• Given request:
Return every line of the data that contains the string "wing", with case counting.
-=-=-
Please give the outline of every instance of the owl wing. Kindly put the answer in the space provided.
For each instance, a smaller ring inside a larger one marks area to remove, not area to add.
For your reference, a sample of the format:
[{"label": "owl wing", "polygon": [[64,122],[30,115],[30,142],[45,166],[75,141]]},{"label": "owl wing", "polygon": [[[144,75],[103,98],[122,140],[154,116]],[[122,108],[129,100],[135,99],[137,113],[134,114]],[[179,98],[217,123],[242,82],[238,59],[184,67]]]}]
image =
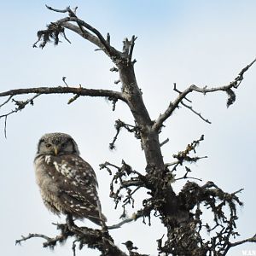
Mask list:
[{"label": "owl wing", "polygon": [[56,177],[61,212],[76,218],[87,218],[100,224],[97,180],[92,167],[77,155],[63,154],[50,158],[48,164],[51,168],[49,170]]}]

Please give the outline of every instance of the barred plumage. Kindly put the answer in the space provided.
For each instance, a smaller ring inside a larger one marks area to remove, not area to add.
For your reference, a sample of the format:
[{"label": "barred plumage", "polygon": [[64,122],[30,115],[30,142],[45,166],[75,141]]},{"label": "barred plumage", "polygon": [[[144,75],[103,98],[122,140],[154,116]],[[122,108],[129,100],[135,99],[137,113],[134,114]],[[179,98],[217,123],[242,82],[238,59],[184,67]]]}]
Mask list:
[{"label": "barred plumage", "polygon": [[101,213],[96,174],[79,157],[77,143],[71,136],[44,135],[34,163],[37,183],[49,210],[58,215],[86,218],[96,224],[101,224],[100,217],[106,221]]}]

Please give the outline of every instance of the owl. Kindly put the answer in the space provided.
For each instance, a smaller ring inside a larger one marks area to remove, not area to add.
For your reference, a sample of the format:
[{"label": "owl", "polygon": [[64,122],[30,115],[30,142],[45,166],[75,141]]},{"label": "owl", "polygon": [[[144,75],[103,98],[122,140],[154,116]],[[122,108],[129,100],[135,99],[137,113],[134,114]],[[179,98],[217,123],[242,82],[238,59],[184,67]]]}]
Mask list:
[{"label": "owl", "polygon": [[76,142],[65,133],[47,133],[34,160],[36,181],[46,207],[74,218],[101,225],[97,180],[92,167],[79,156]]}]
-=-=-
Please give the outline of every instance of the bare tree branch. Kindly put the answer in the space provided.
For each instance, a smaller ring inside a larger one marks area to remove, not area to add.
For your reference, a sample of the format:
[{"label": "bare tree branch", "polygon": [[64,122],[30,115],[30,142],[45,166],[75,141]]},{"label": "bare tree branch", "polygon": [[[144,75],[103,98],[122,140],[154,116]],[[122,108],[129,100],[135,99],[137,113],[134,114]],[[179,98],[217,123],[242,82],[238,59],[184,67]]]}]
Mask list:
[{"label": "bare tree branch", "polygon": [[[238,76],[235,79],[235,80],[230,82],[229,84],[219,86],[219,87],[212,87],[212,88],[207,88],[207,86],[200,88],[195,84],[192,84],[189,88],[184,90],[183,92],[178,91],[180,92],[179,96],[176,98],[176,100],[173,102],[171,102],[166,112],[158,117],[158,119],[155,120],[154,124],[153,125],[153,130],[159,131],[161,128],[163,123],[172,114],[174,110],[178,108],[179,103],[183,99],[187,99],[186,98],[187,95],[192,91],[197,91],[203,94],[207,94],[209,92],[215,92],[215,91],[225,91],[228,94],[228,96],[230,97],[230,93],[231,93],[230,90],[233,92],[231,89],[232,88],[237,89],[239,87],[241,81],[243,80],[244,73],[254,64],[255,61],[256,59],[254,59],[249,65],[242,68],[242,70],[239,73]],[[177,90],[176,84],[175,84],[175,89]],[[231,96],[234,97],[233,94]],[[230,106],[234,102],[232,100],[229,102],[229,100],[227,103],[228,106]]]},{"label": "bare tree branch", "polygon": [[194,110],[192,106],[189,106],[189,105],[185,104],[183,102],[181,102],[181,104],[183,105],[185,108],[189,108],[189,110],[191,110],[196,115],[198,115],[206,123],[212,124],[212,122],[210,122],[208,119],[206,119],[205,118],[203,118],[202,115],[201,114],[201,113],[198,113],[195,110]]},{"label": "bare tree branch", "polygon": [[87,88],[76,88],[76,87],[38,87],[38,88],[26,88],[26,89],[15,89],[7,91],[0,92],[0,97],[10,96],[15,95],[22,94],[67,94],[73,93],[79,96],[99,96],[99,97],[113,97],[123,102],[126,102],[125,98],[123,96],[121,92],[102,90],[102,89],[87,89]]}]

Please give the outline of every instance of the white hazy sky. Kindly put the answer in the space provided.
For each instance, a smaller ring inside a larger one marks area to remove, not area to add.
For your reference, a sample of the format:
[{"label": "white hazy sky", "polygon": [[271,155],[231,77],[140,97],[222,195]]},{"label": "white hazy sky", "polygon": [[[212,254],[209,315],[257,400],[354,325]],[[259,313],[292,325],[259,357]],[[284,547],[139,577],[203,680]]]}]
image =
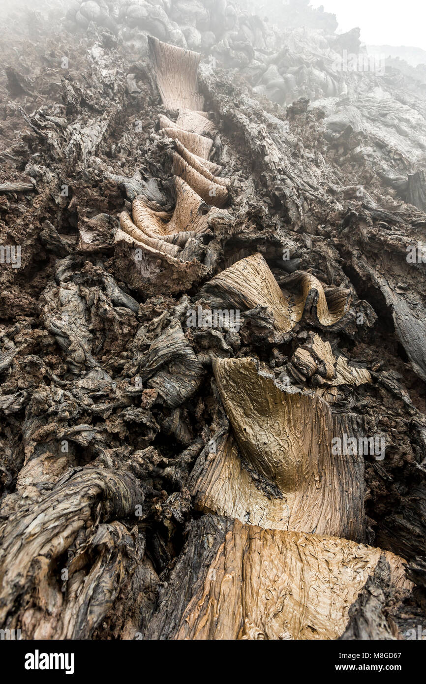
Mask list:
-=-=-
• Task solution:
Please give the outline of every instance of the owl wing. Kindly put the answer in the space provided.
[{"label": "owl wing", "polygon": [[64,122],[30,115],[30,142],[45,166],[75,141]]},{"label": "owl wing", "polygon": [[[144,75],[103,98],[122,140],[154,116]],[[122,108],[129,100],[135,99],[137,113],[134,114]],[[179,98],[217,123],[242,82],[238,59],[184,67]]]}]
[{"label": "owl wing", "polygon": [[56,177],[61,212],[76,218],[87,218],[100,224],[97,180],[92,167],[77,155],[63,154],[50,158],[48,164],[51,168],[49,170]]}]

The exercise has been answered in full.